**Aim**
Convert the lines below into a numbered list, omitting any blank lines.

**Named-object pointing lines**

_ _ _ _ _

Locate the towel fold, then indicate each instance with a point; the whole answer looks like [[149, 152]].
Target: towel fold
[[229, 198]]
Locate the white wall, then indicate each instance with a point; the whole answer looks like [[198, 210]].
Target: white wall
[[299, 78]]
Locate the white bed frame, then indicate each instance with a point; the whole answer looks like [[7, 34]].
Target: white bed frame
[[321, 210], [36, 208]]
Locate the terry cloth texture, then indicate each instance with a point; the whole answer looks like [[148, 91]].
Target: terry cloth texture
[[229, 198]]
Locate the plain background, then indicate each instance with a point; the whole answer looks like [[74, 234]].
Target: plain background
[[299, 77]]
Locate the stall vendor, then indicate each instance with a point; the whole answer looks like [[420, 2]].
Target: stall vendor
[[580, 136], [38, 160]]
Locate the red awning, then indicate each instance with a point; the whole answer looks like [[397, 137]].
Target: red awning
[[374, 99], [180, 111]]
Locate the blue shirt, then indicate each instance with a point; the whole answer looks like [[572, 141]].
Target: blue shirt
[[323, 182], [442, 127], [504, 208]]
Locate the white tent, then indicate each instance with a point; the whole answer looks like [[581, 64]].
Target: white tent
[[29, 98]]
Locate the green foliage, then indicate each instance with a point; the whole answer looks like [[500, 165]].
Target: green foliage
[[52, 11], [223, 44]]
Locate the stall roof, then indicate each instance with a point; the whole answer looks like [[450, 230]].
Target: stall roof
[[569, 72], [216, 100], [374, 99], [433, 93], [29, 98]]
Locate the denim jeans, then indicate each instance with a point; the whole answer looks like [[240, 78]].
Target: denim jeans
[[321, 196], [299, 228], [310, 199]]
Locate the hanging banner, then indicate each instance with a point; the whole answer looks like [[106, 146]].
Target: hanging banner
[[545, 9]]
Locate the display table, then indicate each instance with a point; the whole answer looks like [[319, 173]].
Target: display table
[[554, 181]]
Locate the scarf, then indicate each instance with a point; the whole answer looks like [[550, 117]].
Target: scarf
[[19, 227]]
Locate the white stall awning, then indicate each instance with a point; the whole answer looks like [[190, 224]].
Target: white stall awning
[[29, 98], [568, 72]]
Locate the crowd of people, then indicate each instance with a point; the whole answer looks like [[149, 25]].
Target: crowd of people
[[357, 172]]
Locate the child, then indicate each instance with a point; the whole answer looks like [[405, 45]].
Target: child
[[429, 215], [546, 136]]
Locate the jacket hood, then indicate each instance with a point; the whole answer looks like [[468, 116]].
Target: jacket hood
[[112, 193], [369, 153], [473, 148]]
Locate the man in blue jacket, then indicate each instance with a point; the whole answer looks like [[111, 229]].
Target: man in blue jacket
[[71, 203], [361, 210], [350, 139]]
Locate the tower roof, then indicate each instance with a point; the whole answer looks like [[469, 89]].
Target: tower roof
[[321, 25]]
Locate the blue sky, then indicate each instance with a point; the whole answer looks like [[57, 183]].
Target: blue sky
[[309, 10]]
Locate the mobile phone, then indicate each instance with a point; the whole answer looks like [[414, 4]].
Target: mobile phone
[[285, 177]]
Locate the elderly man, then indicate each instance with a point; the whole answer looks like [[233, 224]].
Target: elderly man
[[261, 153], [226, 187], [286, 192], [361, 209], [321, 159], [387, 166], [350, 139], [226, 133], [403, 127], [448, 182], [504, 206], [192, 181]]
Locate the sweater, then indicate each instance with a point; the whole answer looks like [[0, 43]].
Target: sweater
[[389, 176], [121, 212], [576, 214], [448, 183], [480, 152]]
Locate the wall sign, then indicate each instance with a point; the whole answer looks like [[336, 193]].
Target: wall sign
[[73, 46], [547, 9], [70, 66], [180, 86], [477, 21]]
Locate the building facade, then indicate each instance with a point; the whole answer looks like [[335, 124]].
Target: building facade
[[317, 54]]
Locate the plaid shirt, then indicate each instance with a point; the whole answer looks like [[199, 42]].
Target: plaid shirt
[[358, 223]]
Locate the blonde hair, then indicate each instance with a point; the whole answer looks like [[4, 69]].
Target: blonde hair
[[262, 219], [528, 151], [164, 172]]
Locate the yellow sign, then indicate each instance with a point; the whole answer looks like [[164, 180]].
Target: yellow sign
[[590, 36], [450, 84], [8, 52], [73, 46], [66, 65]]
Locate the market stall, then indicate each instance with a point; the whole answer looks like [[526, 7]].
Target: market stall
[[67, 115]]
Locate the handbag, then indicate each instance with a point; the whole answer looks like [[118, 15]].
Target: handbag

_ _ _ _ _

**Answer to this exercise**
1. Locate the towel fold, then indicate each instance with a point; the whole answer looks like [[149, 152]].
2. Target: towel fold
3. [[229, 198]]
4. Locate the white wall, then indicate each instance with a point; the whole answer looks like [[198, 210]].
5. Target: white wall
6. [[299, 78]]
7. Locate the white bed frame, then indicate each instance with a point; the whole answer looks like [[7, 34]].
8. Target: white bed frame
9. [[321, 210], [36, 208]]
10. Locate the terry cloth texture, then indicate each instance with a point; the whole answer looks like [[148, 91]].
11. Target: terry cloth texture
12. [[229, 198]]
13. Locate the plain background, then indicate each instance with a point; the whole answer looks like [[74, 234]].
14. Target: plain background
15. [[299, 77]]
16. Locate the stall vendor, then indicate each instance with a point; the whole answer looks like [[420, 2]].
17. Target: stall vendor
18. [[580, 136], [38, 160]]
19. Locate the red awning, then indicate each instance with a point; the whole answer looks like [[397, 137]].
20. Target: red awning
21. [[374, 99], [180, 111]]
22. Locate the blue shirt, then indicate each instance with a point; the whole answer looks like [[572, 141]].
23. Target: blue shirt
24. [[323, 182], [442, 127], [504, 208]]
25. Locate the white tent, then indicate each instance with a point; the whole answer looks like [[581, 64]].
26. Target: white tent
27. [[29, 98]]
28. Locate the green foliage, then indicate each instance with a point; the whole answer looks like [[500, 165]].
29. Target: green foliage
30. [[52, 11], [223, 44]]
31. Locate the stall roof, then indicate each instance with a point; the whole answer looks like [[450, 230]].
32. Target: stall roof
33. [[569, 72], [216, 100], [374, 99], [433, 93], [29, 98]]
34. Locate the denim jeans, then indicate each instance with a point; the whole answer looks like [[240, 78]].
35. Target: denim jeans
36. [[321, 196], [299, 228], [310, 199]]
37. Locate the hanging banner, then indicate each instance with a point; the whole answer looks like [[106, 146]].
38. Target: hanging banner
39. [[545, 9]]
40. Locate the display table, then indicate each instance with a point; the whole answer looks like [[319, 173]].
41. Target: display table
42. [[554, 181]]
43. Locate the scarf, then indicate each instance with a point; the whole answer looks like [[550, 117]].
44. Target: scarf
45. [[19, 227]]
46. Locate the white stall awning, then indicate each instance with a point; the whole answer looks like [[190, 224]].
47. Target: white stall awning
48. [[29, 98], [568, 72]]
49. Locate the crowd of people, then indicate each instance with a point; the whole answer looks like [[149, 25]].
50. Target: crowd of people
51. [[357, 172]]
52. Locate the child, then indicate each instance with a point; the whole answer looks like [[405, 45]].
53. Target: child
54. [[429, 215], [546, 136]]
55. Locate the jacket hood, then indicate each instance with a point; the whole answer looks like [[468, 116]].
56. Target: jacket hood
57. [[112, 193], [369, 153], [473, 148]]
58. Locate the man in blue jacket, then indicate each instance with a point; the whole answer looks like [[111, 229]].
59. Target: man in blue jacket
60. [[71, 203], [361, 210], [350, 139]]
61. Locate the tower roof, then indicate each instance with a point; the whole answer looks like [[469, 89]].
62. Target: tower roof
63. [[321, 25]]
64. Locate the blue sky, then indicate each instance with a point; the whole answer looks like [[57, 183]].
65. Target: blue sky
66. [[309, 10]]
67. Locate the mobile phone, then indicate each instance with a point; the whole answer looks like [[414, 4]].
68. Target: mobile phone
69. [[285, 177]]
70. Locate the elderly man, then indicate each instance with a point; the whole answer looks like [[233, 224]].
71. Target: elderly man
72. [[261, 153], [226, 187], [286, 192], [361, 209], [321, 159], [387, 166], [350, 139], [226, 133], [403, 127], [448, 182], [504, 206], [192, 181]]
73. Locate the sweater, then indicate each instance with a point; the whole answer looks like [[0, 43]].
74. Target: sweater
75. [[389, 176], [121, 212], [576, 214], [448, 183], [480, 152]]
76. Locate the wall sign, then indicate each instance with a point; the whole answer looks like [[336, 193]].
77. Target: wall sign
78. [[73, 46], [547, 9], [70, 66], [180, 86], [477, 21]]
79. Locate the building facade, then indicate each instance with a point; the whole answer looks like [[335, 124]].
80. Target: building facade
81. [[317, 54]]
82. Locate the plaid shirt, then indicate each instance with a point; the whole answer looks like [[199, 42]].
83. Target: plaid shirt
84. [[358, 223]]
85. Locate the blonde hair, then indicate each instance with a point; the whole answer looks like [[4, 69]].
86. Target: blonde hair
87. [[262, 219], [528, 151], [164, 172]]
88. Locate the yellow sign, then indicate each instance with a point; the whole answer looks like [[164, 180]].
89. Target: yellow sign
90. [[590, 36], [450, 84], [8, 52], [73, 46], [66, 65]]
91. Locate the market stall, then indicate each instance with a point; the whole answer looks like [[526, 7]].
92. Target: market stall
93. [[67, 115]]
94. Locate the handbag, then indicate each instance with a point; the whole answer looks like [[118, 15]].
95. Target: handbag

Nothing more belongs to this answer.